Work out how many lines in the entries contain the string "lawn", and give nothing but that number.

Top of Data excerpts

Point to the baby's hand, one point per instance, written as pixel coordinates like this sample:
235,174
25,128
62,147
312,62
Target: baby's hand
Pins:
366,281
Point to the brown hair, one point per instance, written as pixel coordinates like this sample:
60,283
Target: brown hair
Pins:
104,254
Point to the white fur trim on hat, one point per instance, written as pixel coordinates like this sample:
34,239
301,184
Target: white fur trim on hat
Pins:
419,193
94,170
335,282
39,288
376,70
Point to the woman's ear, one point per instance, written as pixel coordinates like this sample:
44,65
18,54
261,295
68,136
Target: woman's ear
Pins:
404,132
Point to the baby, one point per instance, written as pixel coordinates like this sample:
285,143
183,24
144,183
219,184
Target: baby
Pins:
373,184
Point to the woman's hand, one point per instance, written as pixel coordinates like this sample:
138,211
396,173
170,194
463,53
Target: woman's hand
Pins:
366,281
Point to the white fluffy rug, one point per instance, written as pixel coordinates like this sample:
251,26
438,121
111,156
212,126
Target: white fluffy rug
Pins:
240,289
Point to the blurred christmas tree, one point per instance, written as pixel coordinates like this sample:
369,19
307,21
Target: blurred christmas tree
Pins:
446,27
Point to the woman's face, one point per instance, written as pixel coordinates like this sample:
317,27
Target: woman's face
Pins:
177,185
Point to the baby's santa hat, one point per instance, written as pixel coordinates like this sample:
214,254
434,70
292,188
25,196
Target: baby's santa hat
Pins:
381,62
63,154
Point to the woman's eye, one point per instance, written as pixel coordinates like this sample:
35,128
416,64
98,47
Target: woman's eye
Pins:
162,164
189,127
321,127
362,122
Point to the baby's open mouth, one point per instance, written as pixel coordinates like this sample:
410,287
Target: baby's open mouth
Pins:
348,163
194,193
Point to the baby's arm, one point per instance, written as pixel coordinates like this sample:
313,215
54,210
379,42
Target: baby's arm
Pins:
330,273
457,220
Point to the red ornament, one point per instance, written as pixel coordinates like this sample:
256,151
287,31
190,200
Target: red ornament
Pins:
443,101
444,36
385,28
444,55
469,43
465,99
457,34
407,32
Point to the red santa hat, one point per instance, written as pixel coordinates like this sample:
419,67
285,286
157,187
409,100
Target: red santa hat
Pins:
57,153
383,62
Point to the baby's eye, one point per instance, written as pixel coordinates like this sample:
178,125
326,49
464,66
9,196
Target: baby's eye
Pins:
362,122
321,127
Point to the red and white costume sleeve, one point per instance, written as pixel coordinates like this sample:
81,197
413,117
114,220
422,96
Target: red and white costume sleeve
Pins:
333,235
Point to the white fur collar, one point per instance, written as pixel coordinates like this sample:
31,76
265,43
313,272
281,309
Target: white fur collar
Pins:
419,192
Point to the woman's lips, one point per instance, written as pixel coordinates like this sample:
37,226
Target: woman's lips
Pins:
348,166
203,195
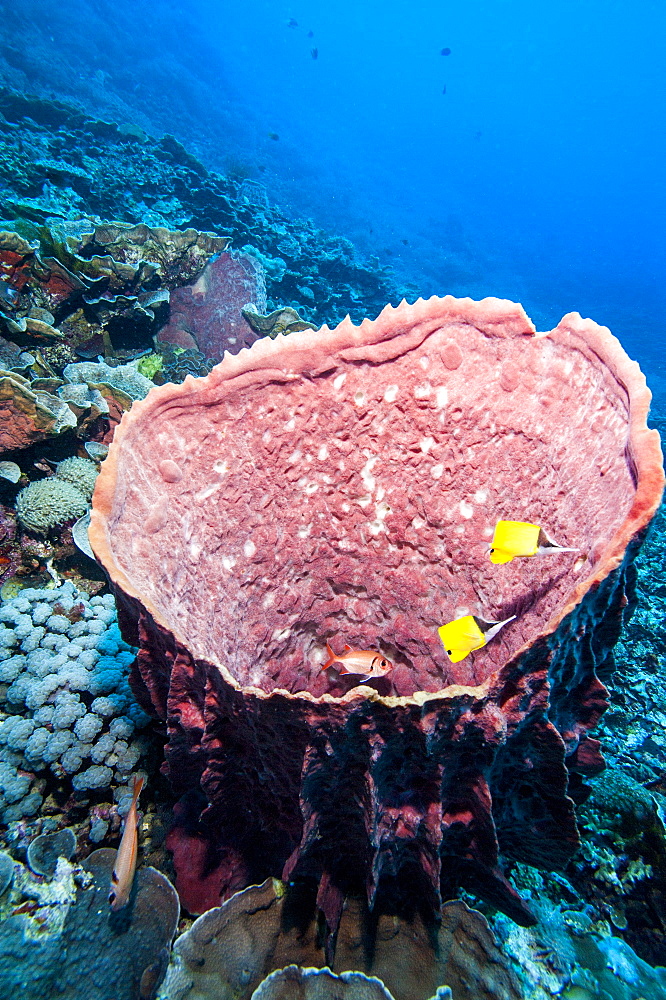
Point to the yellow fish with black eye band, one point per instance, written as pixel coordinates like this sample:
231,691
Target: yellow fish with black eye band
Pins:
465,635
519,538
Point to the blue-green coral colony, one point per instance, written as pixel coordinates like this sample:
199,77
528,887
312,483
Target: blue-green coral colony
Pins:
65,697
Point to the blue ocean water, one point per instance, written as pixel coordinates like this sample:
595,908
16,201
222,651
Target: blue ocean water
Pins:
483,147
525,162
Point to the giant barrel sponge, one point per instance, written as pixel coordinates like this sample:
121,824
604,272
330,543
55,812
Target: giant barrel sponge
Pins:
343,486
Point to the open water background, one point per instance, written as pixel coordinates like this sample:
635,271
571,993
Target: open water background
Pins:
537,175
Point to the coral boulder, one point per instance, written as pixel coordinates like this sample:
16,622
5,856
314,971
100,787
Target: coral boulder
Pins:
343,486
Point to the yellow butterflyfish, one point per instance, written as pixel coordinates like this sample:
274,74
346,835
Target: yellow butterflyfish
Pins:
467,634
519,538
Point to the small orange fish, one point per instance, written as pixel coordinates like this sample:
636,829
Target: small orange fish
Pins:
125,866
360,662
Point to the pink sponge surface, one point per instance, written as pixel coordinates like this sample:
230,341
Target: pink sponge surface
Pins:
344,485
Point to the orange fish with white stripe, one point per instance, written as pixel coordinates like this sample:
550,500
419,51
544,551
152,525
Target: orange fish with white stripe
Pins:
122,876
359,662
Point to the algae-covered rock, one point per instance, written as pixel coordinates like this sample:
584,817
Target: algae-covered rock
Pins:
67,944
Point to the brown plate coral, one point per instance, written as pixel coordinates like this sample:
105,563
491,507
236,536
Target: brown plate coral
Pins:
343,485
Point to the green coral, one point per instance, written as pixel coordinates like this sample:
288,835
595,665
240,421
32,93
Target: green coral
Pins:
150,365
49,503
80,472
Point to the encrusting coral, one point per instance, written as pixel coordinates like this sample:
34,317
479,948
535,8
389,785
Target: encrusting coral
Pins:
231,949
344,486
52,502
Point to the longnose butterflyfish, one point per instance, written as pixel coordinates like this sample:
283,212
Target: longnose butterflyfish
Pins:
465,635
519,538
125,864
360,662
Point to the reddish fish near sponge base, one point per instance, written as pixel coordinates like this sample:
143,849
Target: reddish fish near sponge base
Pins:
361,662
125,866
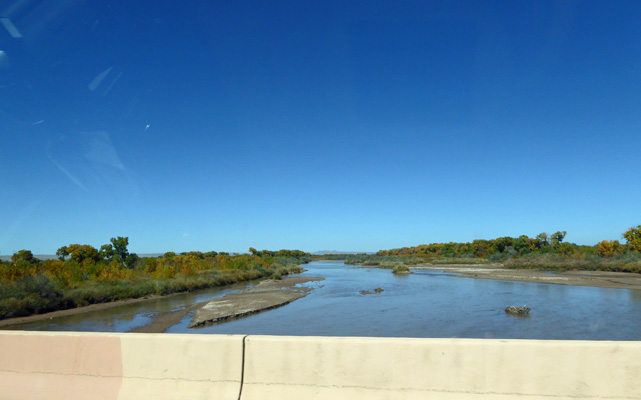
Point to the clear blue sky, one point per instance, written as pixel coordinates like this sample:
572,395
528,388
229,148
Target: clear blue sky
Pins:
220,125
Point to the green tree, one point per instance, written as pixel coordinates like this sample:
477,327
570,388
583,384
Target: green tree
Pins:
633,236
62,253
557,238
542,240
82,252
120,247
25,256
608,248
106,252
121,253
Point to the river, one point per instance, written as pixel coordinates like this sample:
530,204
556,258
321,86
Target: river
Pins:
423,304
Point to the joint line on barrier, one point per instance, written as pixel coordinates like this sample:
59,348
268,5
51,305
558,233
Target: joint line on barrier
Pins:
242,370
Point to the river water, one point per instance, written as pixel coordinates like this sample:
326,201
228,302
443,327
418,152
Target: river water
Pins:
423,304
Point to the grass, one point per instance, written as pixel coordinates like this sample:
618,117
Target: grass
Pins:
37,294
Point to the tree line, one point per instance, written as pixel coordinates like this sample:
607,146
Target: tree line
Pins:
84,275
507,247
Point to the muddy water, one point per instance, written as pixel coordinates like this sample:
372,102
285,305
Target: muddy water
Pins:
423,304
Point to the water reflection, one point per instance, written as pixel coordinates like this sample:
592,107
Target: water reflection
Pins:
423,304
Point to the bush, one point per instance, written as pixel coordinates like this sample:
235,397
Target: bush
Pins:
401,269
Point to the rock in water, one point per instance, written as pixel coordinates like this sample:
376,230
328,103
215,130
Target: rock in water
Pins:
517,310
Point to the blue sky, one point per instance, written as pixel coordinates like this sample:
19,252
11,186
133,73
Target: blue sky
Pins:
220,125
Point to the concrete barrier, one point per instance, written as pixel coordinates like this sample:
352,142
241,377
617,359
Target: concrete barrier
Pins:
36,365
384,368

Bottom of Data excerpts
Top of Data excerpts

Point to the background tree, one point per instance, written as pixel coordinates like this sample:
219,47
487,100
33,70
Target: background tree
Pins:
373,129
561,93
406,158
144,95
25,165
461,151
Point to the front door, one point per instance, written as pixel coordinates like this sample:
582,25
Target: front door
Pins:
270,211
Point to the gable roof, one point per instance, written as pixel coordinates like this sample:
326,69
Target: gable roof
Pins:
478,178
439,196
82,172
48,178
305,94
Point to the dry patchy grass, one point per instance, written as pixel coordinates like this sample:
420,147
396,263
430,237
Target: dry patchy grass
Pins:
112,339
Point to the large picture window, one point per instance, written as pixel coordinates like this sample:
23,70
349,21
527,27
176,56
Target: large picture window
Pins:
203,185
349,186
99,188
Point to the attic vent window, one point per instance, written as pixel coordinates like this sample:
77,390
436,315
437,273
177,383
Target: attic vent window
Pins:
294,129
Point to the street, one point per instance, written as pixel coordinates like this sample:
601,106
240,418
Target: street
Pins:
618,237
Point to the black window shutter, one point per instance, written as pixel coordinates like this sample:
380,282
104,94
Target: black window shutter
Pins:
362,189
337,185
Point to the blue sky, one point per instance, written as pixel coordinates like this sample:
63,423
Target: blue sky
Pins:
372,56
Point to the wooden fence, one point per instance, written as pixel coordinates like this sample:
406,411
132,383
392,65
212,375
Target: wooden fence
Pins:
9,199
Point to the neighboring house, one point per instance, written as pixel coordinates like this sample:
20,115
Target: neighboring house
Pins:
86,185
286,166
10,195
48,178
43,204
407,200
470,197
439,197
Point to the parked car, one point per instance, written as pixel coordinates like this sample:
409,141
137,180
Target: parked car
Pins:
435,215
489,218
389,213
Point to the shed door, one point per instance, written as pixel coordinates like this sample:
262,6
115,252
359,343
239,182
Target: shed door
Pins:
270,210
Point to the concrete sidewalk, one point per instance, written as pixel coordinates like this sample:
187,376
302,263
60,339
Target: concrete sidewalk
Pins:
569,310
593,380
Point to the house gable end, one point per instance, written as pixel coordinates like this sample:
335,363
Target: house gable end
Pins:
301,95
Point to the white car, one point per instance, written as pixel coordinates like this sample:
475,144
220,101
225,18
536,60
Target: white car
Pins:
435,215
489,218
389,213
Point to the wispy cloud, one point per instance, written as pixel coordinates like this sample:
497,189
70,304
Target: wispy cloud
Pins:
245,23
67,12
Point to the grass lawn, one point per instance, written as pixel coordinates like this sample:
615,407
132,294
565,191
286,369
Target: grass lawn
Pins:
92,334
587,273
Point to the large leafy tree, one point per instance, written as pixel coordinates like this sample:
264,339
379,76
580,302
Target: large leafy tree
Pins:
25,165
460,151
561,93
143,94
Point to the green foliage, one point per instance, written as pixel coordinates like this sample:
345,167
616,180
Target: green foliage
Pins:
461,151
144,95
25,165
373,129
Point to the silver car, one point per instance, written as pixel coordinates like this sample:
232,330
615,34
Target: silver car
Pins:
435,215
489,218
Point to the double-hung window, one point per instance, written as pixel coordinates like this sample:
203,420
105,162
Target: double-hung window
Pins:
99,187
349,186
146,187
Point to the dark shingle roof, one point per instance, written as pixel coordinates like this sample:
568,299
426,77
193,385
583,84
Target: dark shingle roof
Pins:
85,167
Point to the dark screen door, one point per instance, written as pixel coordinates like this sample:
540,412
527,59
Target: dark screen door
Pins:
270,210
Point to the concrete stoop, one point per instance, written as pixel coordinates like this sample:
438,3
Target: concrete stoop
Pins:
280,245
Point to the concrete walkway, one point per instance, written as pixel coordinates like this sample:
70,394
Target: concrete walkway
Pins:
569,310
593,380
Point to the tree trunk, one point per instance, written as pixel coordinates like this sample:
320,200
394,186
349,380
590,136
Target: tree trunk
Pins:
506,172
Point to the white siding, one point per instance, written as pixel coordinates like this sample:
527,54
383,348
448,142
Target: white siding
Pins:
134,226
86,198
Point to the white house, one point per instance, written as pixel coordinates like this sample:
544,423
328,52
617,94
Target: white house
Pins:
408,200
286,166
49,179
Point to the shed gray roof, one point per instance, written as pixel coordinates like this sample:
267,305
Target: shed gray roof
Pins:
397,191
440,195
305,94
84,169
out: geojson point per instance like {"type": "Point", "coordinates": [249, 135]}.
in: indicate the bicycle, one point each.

Bottom of Data excerpts
Top of Data excerpts

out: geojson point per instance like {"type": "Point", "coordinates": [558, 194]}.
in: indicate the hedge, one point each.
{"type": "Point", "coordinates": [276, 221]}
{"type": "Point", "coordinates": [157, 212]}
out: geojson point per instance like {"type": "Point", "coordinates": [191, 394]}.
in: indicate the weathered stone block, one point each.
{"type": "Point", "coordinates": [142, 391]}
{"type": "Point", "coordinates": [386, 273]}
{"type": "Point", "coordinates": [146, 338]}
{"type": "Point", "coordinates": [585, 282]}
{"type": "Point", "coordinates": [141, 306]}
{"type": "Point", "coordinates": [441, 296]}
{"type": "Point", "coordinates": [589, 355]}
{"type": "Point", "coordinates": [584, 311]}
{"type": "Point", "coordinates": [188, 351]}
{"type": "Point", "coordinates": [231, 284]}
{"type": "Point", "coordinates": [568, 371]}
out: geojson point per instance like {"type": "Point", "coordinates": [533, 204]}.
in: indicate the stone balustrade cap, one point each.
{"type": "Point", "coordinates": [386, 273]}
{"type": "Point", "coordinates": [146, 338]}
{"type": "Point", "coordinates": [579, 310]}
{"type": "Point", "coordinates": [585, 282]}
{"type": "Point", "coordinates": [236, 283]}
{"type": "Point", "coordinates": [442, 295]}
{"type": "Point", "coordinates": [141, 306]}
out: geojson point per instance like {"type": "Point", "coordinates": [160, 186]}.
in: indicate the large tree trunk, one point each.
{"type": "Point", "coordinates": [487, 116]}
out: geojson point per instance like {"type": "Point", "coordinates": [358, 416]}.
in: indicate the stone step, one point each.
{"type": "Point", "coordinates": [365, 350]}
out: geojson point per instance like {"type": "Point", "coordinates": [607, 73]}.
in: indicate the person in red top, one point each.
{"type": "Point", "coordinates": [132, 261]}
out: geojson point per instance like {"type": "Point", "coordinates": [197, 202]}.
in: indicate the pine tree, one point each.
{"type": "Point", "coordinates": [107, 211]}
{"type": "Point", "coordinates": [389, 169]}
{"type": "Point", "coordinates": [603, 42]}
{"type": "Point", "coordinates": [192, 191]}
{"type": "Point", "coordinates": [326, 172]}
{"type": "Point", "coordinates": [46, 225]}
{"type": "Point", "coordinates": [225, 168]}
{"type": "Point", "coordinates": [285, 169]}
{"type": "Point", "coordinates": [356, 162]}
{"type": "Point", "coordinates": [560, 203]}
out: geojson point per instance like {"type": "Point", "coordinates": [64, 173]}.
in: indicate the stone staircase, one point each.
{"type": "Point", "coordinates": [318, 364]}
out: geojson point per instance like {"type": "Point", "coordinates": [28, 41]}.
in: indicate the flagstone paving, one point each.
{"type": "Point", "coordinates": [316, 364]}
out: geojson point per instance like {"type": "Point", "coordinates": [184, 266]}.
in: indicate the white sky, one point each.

Bottom of Data excerpts

▶ Result of this task
2